Data in this exercise →
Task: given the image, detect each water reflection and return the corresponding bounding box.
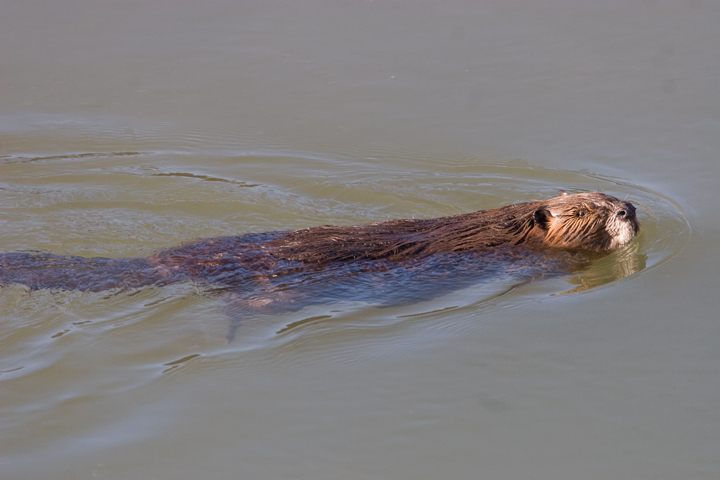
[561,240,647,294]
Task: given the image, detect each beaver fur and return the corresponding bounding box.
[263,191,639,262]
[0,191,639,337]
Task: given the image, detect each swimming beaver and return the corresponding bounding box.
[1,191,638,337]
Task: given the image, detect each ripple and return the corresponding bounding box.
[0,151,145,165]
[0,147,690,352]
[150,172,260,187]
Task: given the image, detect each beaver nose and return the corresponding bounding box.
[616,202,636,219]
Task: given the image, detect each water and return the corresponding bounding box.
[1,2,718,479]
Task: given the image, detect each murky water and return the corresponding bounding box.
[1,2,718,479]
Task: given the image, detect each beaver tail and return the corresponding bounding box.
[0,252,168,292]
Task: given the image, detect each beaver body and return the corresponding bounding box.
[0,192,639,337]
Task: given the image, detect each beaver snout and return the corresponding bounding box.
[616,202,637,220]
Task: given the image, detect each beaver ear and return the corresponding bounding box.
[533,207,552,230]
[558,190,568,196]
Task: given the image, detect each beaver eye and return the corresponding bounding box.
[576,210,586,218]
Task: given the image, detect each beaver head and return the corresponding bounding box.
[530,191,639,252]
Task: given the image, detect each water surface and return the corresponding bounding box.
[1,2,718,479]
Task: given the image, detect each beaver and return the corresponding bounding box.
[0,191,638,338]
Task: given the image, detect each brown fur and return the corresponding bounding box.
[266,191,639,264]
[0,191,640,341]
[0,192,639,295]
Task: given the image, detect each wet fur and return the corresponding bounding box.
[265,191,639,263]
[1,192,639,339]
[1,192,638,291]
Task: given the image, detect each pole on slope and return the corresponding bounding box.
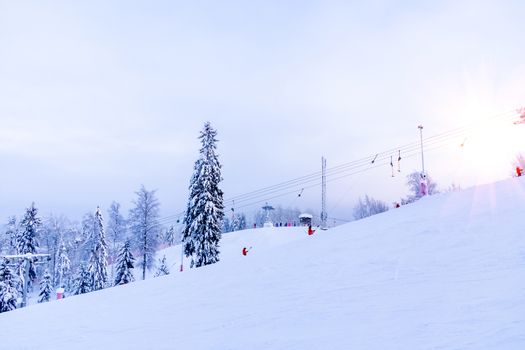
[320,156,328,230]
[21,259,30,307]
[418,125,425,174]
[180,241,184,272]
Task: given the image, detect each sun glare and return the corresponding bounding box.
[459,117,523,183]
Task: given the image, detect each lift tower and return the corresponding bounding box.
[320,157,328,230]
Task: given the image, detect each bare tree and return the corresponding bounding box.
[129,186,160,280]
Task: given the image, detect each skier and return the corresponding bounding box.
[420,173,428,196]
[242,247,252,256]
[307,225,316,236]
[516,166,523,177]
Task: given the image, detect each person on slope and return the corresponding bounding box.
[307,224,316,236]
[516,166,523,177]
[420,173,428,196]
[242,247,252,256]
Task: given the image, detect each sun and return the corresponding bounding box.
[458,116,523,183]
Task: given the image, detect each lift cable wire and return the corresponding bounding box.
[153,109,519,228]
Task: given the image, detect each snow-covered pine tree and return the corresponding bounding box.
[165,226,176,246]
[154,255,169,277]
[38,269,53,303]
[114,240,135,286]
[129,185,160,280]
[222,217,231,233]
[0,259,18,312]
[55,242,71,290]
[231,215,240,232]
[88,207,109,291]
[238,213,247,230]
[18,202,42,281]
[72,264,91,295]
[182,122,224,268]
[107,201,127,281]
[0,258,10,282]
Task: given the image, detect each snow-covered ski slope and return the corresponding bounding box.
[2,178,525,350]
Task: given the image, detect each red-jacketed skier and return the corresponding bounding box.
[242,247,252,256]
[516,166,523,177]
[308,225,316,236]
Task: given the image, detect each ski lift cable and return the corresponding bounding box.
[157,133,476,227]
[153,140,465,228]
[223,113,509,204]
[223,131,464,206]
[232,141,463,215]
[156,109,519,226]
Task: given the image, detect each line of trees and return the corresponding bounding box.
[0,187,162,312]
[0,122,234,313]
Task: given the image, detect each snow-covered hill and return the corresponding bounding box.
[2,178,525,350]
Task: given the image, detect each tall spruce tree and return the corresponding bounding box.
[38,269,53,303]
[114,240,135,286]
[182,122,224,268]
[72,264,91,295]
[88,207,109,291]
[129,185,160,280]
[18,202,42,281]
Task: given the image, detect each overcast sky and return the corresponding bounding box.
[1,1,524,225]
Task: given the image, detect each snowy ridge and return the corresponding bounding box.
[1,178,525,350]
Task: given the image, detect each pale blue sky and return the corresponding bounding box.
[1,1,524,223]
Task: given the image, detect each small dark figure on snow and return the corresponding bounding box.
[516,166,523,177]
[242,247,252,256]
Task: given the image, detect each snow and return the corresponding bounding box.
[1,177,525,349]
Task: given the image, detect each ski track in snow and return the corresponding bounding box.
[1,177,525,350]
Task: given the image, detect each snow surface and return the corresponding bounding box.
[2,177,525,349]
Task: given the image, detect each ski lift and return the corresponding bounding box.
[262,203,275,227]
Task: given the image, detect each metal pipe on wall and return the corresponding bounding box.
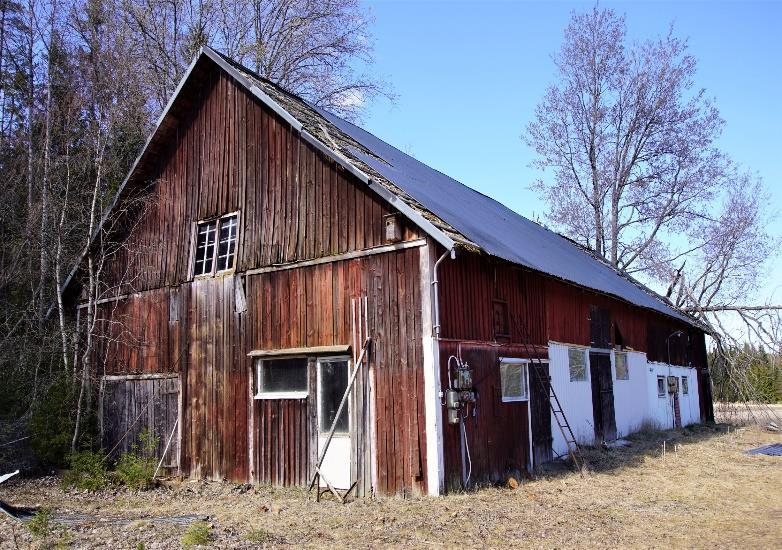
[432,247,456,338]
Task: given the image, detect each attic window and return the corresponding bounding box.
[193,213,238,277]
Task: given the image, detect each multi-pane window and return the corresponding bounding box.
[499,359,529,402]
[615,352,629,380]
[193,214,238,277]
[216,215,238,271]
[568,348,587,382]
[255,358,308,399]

What to do → When you copy the lines above, drop the pictures and keep everything else exact.

Completed task →
Task: given the image, detect each water reflection and return the corresponding bounding box.
[561,240,647,294]
Task: given the image, detect each beaver fur and return the corresponding bounding box.
[263,191,639,262]
[0,191,639,337]
Task: given the image, detect each swimming beaver and return the corresponding bounding box.
[1,191,638,337]
Task: given the image, detect each ripple and return the corresponding bounding box.
[0,151,145,165]
[0,147,690,352]
[150,172,260,187]
Task: given the image, detect each beaver nose and return the corresponding bounding box.
[616,202,636,219]
Task: given the image, detect each water and return the corresponding bounding box.
[1,2,718,479]
Task: given the image, detect each murky water and return the corresponding bounding box.
[1,2,718,479]
Task: given the image, detect each beaver tail and return the corresponding bounding box.
[0,252,168,292]
Task: given the image, detect each beaver body and return the corresponding bounding box.
[0,192,639,337]
Task: given the image, detect each beaver snout and return the corresponding bounding box.
[616,202,637,220]
Task: given the image, detect each beaver ear and return the corresponding bounding box.
[533,207,552,230]
[558,190,568,196]
Task: given the image, detect each beaver eye and return the corresponding bounding box.
[576,210,586,218]
Task: given the image, detect each beaver head and return the corresponding bounding box.
[530,191,639,252]
Task: given the image, detect each water surface and return the corresponding bounding box.
[1,2,718,479]
Task: given the image, detect each beaver and return the corresponding bounding box.
[0,191,638,338]
Task: given the image, detect each brown fur and return the corresponding bounding box.
[266,191,639,264]
[0,191,640,341]
[0,192,639,295]
Task: given the image, detect each wet fur and return the corresponding bounding box.
[265,191,639,263]
[1,192,639,339]
[1,192,638,291]
Task: given the image, detect each pole on slope and return the corresponding bounding box.
[320,156,328,230]
[21,259,30,307]
[418,125,425,174]
[180,241,184,272]
Task: given the image, detect each sun glare and return the corresponding bounding box.
[459,117,523,183]
Task: given the image, detect each lift tower and return the corresponding bounding box.
[320,157,328,230]
Task: given the image, detect each bare tree and return the corresponding bounding box.
[129,186,160,280]
Task: given the image, detect each skier and return the corresponding bounding box.
[420,173,428,196]
[242,247,252,256]
[307,225,316,236]
[516,166,523,177]
Task: given the image, detect each person on slope and return the corresponding bounding box.
[307,224,316,236]
[516,166,523,177]
[420,173,428,196]
[242,247,252,256]
Task: given the image, detect each sun and return the corresponding bounding box.
[458,116,523,183]
Task: given the image, detect each lift cable wire and return the corresponding bounding box.
[153,109,519,228]
Task: given the image, detect each snow-covered pine tree and return the corresponding bounding box.
[165,226,176,246]
[154,255,169,277]
[38,269,53,303]
[114,240,135,286]
[129,185,160,280]
[222,217,231,233]
[0,259,18,312]
[55,242,71,290]
[231,215,240,232]
[88,207,109,291]
[238,213,247,230]
[18,202,42,281]
[72,264,91,295]
[182,122,224,268]
[107,201,127,281]
[0,258,10,282]
Task: given the image, detect each snow-covered ski slope and return the corresponding bounding box.
[2,178,525,350]
Task: given the image, detect each red-jacketed skier and return the corresponding bounding box.
[242,247,252,256]
[516,166,523,177]
[308,225,316,236]
Task: given the image, detect each ski lift cable and return the corresponding bounding box.
[157,133,476,227]
[153,140,465,228]
[223,113,509,204]
[223,131,464,206]
[232,141,463,215]
[156,109,519,226]
Task: given the image, detect each line of trees and return the corresponding bounding box.
[0,187,162,312]
[0,122,234,313]
Task: given the image, detect each snow-covered hill and return the corresponding bounding box.
[2,178,525,350]
Task: given the image, detect each tall spruce tree and return the corresponding bounding box.
[38,269,53,303]
[114,240,135,286]
[182,122,224,268]
[72,264,91,295]
[88,207,109,291]
[129,185,160,280]
[18,202,42,281]
Task: given the image, detect each overcast sky and return the corresponding bounding box.
[1,1,524,225]
Task: given the image, detect each snowy ridge and return the corresponding bounding box.
[1,178,525,350]
Task: given the image, detect each pale blue sky and return the corresponding bounding box.
[1,1,524,223]
Task: given the image, detect each small dark figure on snow and return the corresponding bounding box.
[516,166,523,177]
[242,247,252,256]
Task: given the image, detect each snow and return the corresponding bounding box.
[1,177,525,349]
Task: given the image, detect each ski track in snow and return the corresponding bounding box.
[1,177,525,350]
Task: given the image, detect each snow surface and return the corresponding bounding box.
[2,177,525,349]
Task: given the image, detect each ski lift and return the corresponding bounding box.
[262,203,275,227]
Task: given the image, detect each metal pipe on wall and return the corresponding bounding box.
[432,247,456,338]
Task: given the image, detect each attic window and return the corresponding bounding box.
[193,213,238,277]
Task: given the image, detect each multi-pane window and return the corresponding bounding box.
[499,359,529,402]
[615,352,629,380]
[193,214,238,277]
[216,215,238,271]
[568,348,587,382]
[255,358,308,399]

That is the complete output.